▸ **Vorliegender Text**:
Die bisher getrennten Ausbildungen in der Altenpflege, der Kranken- und Kinderkrankenpflege wurden zusammengelegt und hatte zum Ziel, den Auszubildenden eine zeitgemäße, moderne und hochwertige Ausbildung anzubieten. Nach der Neugestaltung durch das Gesetz zur Reform der Pflegeberufe sind 2020 die ersten Ausbildungsjahrgänge für den Berufsabschluss „Pflegefachfrau“ und „Pflegefachmann“ gestartet und in diesem Jahr fertig geworden.
Ist die Reform gelungen? Ich habe einen Schulleiter gefragt.
4 Fragen an Christian Horstmann, Schulleiter der Pflegeschule Lippstadt der ESTA-Bildungswerk gGmbH zur generalistischen Pflegeausbildung
Jochen Gust: Herr Horstmann – die ersten Auszubildenden haben die generalistische Pflegeausbildung durchlaufen: wie sieht Ihre Bilanz aus? Was hat sich durch die Reform verbessert?

▸ **Angezeigte Datensätze**:
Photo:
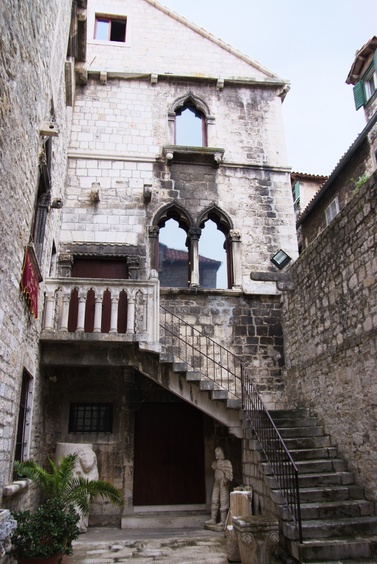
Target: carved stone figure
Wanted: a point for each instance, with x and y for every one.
(86, 466)
(220, 494)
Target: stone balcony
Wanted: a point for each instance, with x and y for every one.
(84, 310)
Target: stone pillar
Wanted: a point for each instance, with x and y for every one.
(154, 231)
(240, 505)
(257, 537)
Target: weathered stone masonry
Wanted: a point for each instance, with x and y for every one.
(330, 323)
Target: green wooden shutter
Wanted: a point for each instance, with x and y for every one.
(359, 94)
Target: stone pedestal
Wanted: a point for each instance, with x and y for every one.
(7, 526)
(240, 504)
(257, 536)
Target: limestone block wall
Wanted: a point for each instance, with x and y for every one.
(149, 45)
(33, 47)
(330, 323)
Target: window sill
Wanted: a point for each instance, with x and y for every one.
(16, 487)
(193, 155)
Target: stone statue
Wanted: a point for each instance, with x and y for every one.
(86, 466)
(220, 494)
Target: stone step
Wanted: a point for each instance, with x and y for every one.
(336, 550)
(234, 403)
(166, 358)
(314, 480)
(206, 385)
(307, 442)
(290, 413)
(335, 493)
(325, 478)
(180, 367)
(321, 465)
(306, 421)
(337, 509)
(346, 528)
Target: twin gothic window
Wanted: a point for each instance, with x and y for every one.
(190, 122)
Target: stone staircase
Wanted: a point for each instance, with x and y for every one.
(338, 523)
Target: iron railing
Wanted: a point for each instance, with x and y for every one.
(201, 353)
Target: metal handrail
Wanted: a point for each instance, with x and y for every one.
(201, 353)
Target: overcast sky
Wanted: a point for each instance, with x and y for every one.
(310, 43)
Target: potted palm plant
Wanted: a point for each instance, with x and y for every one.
(46, 535)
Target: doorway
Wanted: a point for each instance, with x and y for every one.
(169, 455)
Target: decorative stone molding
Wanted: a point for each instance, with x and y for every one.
(258, 537)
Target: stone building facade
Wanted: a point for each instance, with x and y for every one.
(94, 352)
(330, 332)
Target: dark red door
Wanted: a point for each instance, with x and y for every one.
(169, 455)
(99, 268)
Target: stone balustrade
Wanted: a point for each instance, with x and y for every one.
(128, 308)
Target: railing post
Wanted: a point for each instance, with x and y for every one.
(81, 311)
(114, 314)
(98, 311)
(130, 315)
(65, 312)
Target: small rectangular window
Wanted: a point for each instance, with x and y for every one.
(23, 425)
(90, 418)
(332, 210)
(110, 28)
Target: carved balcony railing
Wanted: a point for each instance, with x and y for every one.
(123, 309)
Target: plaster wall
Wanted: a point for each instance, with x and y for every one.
(33, 46)
(330, 322)
(149, 46)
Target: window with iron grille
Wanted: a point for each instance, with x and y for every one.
(110, 28)
(23, 425)
(90, 418)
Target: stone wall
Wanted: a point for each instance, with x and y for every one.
(33, 44)
(248, 326)
(330, 322)
(343, 186)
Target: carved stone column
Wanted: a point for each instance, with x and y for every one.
(133, 264)
(235, 253)
(211, 132)
(194, 236)
(65, 264)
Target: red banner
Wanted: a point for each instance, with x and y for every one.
(30, 284)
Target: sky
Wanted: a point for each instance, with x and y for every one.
(311, 44)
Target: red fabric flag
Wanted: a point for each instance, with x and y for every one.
(30, 284)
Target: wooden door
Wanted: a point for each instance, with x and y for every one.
(169, 455)
(99, 268)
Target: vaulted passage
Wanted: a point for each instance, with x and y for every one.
(169, 455)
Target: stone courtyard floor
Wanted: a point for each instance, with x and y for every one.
(105, 545)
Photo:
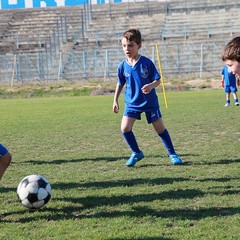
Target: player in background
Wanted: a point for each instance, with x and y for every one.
(231, 56)
(5, 160)
(141, 77)
(229, 83)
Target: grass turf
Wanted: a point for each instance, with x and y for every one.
(75, 142)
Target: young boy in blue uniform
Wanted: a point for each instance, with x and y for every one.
(5, 160)
(141, 77)
(229, 84)
(231, 55)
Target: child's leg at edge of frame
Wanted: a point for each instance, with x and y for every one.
(164, 135)
(126, 128)
(4, 163)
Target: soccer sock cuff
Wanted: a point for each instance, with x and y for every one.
(166, 139)
(131, 141)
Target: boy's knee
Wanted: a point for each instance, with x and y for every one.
(125, 129)
(7, 159)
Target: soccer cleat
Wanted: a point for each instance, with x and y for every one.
(134, 158)
(175, 159)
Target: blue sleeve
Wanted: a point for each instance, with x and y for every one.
(3, 150)
(121, 77)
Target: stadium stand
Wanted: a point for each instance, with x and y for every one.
(82, 42)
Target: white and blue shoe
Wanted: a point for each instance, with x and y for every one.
(175, 159)
(134, 158)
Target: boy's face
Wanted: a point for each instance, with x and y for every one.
(130, 48)
(233, 66)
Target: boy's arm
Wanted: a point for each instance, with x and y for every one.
(222, 81)
(116, 96)
(148, 87)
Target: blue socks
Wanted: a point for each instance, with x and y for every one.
(131, 141)
(166, 139)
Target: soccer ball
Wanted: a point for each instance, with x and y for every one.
(34, 191)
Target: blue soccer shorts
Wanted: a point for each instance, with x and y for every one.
(150, 116)
(3, 150)
(230, 89)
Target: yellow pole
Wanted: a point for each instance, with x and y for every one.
(160, 69)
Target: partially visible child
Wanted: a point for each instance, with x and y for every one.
(5, 159)
(231, 56)
(229, 83)
(140, 76)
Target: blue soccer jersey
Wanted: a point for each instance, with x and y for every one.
(229, 78)
(135, 77)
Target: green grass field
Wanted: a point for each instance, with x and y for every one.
(75, 142)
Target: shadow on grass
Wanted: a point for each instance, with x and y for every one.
(142, 238)
(96, 159)
(86, 207)
(74, 212)
(119, 183)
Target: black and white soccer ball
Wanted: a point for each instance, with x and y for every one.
(34, 191)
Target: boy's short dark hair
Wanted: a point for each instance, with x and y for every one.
(133, 35)
(232, 50)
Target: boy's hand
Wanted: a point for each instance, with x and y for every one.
(115, 107)
(146, 89)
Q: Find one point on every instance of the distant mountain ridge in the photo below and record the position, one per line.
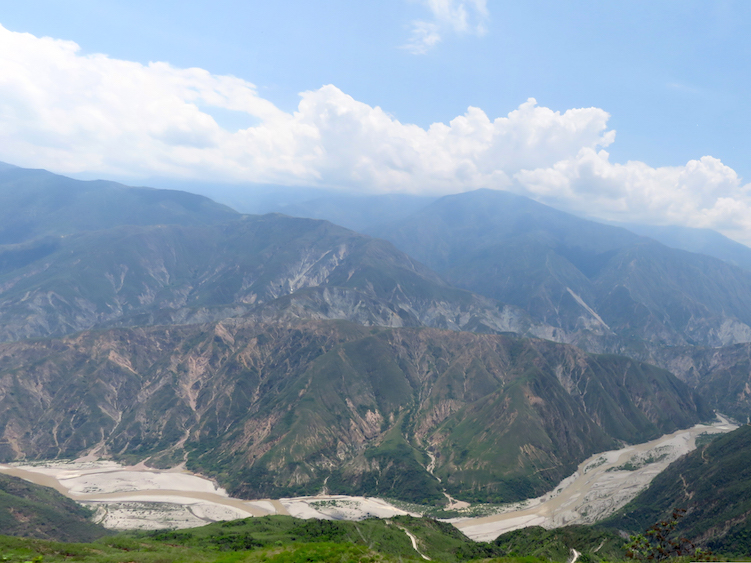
(282, 409)
(272, 265)
(575, 274)
(37, 203)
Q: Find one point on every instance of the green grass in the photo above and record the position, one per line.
(284, 539)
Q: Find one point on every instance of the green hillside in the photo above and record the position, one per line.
(585, 277)
(713, 484)
(29, 510)
(171, 274)
(281, 539)
(274, 410)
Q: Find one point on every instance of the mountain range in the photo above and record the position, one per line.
(470, 350)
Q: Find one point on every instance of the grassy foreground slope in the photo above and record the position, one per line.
(33, 511)
(285, 539)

▸ **Aufgabenliste**:
1. In welchem Jahr sind laut dem Text zur Pflegeausbildung die ersten Ausbildungsjahrgänge für den Berufsabschluss „Pflegefachfrau“ und „Pflegefachmann“ gestartet?
2. Übersetzen Sie diesen Satz aus dem Text zur Pflegeausbildung ins Englische: „Nach der Neugestaltung durch das Gesetz zur Reform der Pflegeberufe sind 2020 die ersten Ausbildungsjahrgänge für den Berufsabschluss „Pflegefachfrau“ und „Pflegefachmann“ gestartet und in diesem Jahr fertig geworden.“
3. Setzen Sie den Text zur Pflegeausbildung dort fort, wo er aufhört.
Die Datensätze werden zur Bearbeitung nicht gebraucht.

▸ **Antworten je Aufgabe**:
1. Im Jahr 2020.

2. Following the restructuring under the Act on the Reform of the Nursing Professions, the first training cohorts for the professional qualification "Pflegefachfrau" and "Pflegefachmann" started in 2020 and completed their training this year.

3.
Christian Horstmann: Vielen Dank, Herr Gust, für diese Frage. Meine Bilanz nach den ersten Durchläufen der generalistischen Pflegeausbildung sieht durchwachsen aus. Ich beginne einmal mit meinen positiven Erfahrungen:
In meiner 17jährigen Tätigkeit an unserer Schule, erinnere ich mich sehr gut an die deutliche jahrzehntelange Unterfinanzierung der Altenpflegeausbildung. Hier wurden die ehemaligen Krankenpflegeschulen erheblich finanziell bevorzugt. Im Zuge der generalistischen Umstellung, haben alle Pflegeschulen den gleichen Status erhalten und bekommen in diesem Zuge eine identische Ausbildungspauschale. Dies halte ich für eine sehr positive Entwicklung, auch hinsichtlich der Wertschätzung für die Altenpflege, wobei die Ausbildungspauschale mir noch ausbaufähig erscheint.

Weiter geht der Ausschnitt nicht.